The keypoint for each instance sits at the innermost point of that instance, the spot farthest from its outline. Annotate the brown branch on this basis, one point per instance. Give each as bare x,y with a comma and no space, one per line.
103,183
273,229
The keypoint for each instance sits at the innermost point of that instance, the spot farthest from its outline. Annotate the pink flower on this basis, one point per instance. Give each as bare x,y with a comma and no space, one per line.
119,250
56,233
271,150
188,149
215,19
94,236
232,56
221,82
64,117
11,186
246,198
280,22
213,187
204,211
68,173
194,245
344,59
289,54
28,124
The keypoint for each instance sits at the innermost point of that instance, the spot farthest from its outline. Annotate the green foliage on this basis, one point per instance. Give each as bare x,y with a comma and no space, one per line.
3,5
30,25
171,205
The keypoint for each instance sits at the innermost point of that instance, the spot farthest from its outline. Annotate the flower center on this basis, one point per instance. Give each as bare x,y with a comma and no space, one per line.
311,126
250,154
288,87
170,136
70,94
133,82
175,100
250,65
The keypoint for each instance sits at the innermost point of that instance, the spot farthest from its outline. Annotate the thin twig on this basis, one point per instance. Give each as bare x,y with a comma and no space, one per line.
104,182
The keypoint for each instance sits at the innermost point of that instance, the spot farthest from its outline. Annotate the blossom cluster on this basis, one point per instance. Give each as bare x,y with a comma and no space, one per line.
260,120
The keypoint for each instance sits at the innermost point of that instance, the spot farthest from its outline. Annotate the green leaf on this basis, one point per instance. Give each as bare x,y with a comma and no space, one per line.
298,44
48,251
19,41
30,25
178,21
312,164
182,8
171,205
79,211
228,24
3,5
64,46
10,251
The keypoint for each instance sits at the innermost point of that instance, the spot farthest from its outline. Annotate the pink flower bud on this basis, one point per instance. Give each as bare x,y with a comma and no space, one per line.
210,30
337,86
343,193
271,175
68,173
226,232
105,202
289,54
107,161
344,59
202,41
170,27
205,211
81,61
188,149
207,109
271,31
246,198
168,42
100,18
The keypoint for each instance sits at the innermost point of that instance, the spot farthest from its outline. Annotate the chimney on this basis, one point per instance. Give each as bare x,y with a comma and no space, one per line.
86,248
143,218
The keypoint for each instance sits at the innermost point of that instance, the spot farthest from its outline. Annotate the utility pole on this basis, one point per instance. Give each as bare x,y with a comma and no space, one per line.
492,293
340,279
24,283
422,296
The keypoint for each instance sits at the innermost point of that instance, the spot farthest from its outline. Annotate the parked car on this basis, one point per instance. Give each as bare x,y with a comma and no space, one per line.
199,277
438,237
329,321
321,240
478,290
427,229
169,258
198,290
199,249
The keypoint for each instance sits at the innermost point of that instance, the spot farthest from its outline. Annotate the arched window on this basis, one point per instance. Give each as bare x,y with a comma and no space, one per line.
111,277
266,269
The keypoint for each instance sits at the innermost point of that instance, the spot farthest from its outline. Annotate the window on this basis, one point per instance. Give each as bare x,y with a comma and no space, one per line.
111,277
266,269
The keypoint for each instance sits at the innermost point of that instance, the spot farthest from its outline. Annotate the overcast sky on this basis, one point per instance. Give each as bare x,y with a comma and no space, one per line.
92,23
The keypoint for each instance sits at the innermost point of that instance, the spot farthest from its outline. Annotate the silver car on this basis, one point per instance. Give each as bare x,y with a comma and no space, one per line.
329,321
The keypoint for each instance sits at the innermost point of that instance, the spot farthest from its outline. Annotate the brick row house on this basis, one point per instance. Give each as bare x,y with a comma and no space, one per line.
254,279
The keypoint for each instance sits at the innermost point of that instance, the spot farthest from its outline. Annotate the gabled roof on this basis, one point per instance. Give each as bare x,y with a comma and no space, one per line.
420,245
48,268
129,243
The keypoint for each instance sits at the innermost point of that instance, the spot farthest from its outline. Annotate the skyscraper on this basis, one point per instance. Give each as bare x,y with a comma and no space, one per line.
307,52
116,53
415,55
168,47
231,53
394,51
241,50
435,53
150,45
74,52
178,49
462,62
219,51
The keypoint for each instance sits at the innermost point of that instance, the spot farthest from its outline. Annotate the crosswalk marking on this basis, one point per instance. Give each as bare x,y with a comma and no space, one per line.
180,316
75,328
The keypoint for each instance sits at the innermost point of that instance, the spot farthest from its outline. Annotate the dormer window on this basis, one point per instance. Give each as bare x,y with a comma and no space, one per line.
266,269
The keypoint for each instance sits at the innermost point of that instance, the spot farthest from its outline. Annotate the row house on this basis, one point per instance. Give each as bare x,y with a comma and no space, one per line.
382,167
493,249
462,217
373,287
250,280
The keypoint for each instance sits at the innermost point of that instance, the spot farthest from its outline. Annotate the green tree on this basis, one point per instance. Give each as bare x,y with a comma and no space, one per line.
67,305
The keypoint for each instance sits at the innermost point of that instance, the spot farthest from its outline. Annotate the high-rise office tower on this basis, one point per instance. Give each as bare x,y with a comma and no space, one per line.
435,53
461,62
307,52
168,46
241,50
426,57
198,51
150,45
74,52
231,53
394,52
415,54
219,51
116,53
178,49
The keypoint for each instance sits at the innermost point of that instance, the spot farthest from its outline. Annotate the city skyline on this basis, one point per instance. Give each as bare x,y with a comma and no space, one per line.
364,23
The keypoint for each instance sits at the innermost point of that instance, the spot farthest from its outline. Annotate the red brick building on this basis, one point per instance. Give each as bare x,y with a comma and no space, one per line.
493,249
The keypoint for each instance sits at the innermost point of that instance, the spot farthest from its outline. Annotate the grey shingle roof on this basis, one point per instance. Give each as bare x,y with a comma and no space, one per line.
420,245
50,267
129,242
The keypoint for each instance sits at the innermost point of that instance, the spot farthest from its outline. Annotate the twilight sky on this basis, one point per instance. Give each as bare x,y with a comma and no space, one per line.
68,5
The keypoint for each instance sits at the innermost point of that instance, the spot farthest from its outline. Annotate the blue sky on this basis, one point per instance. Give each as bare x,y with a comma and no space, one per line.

========================

**Try it**
Copy all of the data exactly.

**Result of the exercise**
The keypoint for each instance sits at the innermost point of that instance, the spot farthest from its outline. Annotate the brown branch on this basis, one point per instance. Give each as bare x,y with a comma and no space, one per line.
103,183
273,229
The keypoint for each instance sits at the innermost point of that instance, the spot farthest from its outline. Annotate the pink flower on this basis, one point per instance. Give each as bare x,y with a comma and no space, one per line.
119,250
56,233
271,150
188,149
215,19
94,236
232,56
221,82
64,117
11,186
246,198
280,22
213,187
204,211
68,173
194,245
344,59
289,54
28,124
The keypoint for each instance sits at the innermost point of that instance, the spot farthest from its outline. Annotate the green foliage on this basis, one point per instance. Give each as bare x,y with a comma and no space, one per line.
3,5
30,25
171,205
The keypoint for each instance sits at the innermost point of that instance, the spot farthest from its outline. Annotate the flower center on this basis, one point per instance. Give each as bare x,y with a comma and no space, one per line.
311,126
250,154
288,87
170,136
70,94
133,82
175,100
250,65
The keypoint for each instance sits at the innermost point of that instance, the spot farthest from its outline. Annotate the thin twig on this basis, one point per instance. Give each as bare x,y with a comma and no space, one per line.
104,182
The keypoint for each instance sits at the innermost point of that instance, the spot farthest from its outline. Annotate the blossom cluster on this basis, one point per instance. Give each as bare x,y with a comma and no space, one per line.
260,120
The keypoint for each instance sits at the innermost point of that instance, the spot farthest from its outline. Annotate the green leaf on this basis, one point per instance. Give each as bare x,y with a comma and no space, one per line.
298,44
48,251
19,41
30,25
178,21
312,164
182,8
171,205
79,211
228,24
3,5
64,46
10,251
The keypoint for each instance sits at the innermost point of that instance, the spot farthest from its outline. Annotate the pink flower bud on this basis, one point per instance. Give each as bare x,y with a comma and no space, one per line.
210,30
337,86
343,193
271,175
68,173
226,232
105,202
289,54
107,161
344,59
202,41
170,27
205,211
81,61
188,149
207,109
271,31
246,198
168,42
100,18
The keypoint for each instance sits at the innermost point of that instance, the spot farthest from its outline. Annotate the chimney on this basis, one point per instance. Give each as bare x,y with a comma and no space, one per line.
86,248
143,218
The keypoint for each instance sits at the innermost point of that instance, the spot farthest from its outline. Annotate the utility pole on this basis, one point per instance. Give each as bare x,y with a comma and no space, one per line.
492,293
340,279
24,283
422,296
The keypoint for each instance sits at the innermost point of that instance, the spot farthest from its outline. Annotate the parked car on this basis, one point per instance. Give each as bare x,y with a comma and no space, one per line.
199,277
438,237
329,321
321,240
478,290
427,229
169,258
198,290
199,249
The keypoint for each instance sits at the innermost point of that instance, the spot farthest from its outline. Annotate the arched window on this basis, one point per instance. Give each as bare x,y with a comma and no space, one per line.
111,277
266,269
The keypoint for each instance sits at the innermost point of that instance, the spot farthest from its outline. Annotate the window on this basis, one point per instance. Give each as bare x,y with a comma and no space, one per line.
111,277
266,269
The keypoint for each instance sits at the innermost point of that instance, the spot farthest from its outline. Annotate the overcast sky on this basis, one point per instance. Give each as bare x,y with a comma and no space, one per line.
92,23
The keypoint for each instance sits at the innermost point of that instance, the spot farthest from its outline. Annotate the silver car on this basis, one point per instance. Give each as bare x,y with a comma and no space, one per line.
329,321
The keypoint for each instance sits at the innermost point of that instance, the spot farthest from its outline. Annotate the brick row house on this basis, one point per instance. Give each as bare x,y with a comma and no space, one per line.
254,279
The keypoint for each instance sits at the innermost point of that instance, the spot farthest from its outline. Annotate the gabled roof on this basis, one point per instance. Give each as bare x,y with a comma and no space, one per line.
420,245
48,268
129,243
The keypoint for each instance sits at the innermost point of that instance, the spot farthest from its outline. Annotate the skyscraper on this basis, one point per instance. Give each as bare x,y with a comma and no space, one per line.
307,52
116,53
415,55
168,47
231,53
394,51
241,50
435,53
150,45
74,52
178,49
462,62
219,51
The keypoint for each instance sits at the innermost point of that instance, the spot farthest from its outline. Annotate the crosswalk marking on this basis, one point per instance. Give each as bare x,y with a comma and no space, one per line.
180,316
75,328
The keypoint for each instance sits at the innermost point of that instance, the spot farthest from its outline. Annotate the dormer window on this basis, one point per instance. Give each as bare x,y with a comma and no space, one per line.
266,269
The keypoint for each instance sits at the innermost point of that instance, the spot farthest from its outline. Annotate the row house on this basis, one point per instance. Give each as bare x,y with a comma and no space, one per line.
382,167
493,249
462,217
373,287
250,280
The keypoint for each instance sits at the innermost point of that instance, the spot farthest from its outline. Annotate the green tree on this basis, one point per instance. Give each as bare x,y with a comma and no space, one per line.
67,305
The keypoint for each instance sits at the innermost point of that instance, the spot farthest from its outline. Annotate the high-rise office tower on this basis, one point per instance. Give each as bare x,y with a comma and no space, one per line.
435,53
461,62
307,52
168,46
241,50
426,57
198,51
150,45
74,52
231,53
394,52
415,54
219,51
116,53
178,49
The keypoint for each instance sits at the innermost point of that instance, the spot farthest from its outline. Annotate the city skyline on this basis, one point per instance. Give each as bare x,y with a comma and no space, one per line.
364,23
The keypoint for each instance sits at the innermost point of that instance, the spot farthest from its outline. Annotate the red brick building on this basis, one point per instance. Give each as bare x,y with a comma and no space, one per line.
493,249
The keypoint for each instance sits at the innermost point of that instance, the spot farthest from its outline. Annotate the grey shingle roof on this basis, one point per instance. Give each as bare x,y with a comma and no space, one per line.
420,245
50,267
129,242
The keypoint for each instance sits at the innermost point of that instance, the spot farthest from its outline. Annotate the twilight sky on this basis, one point per instance. Give each as bare x,y with a comma and no space, one per line.
68,5
The keypoint for each instance sits at the innermost point of that instance, the spot farthest from its outline. Annotate the blue sky on this basis, one point per instance. Give each as bare x,y with a comma and no space, one per line.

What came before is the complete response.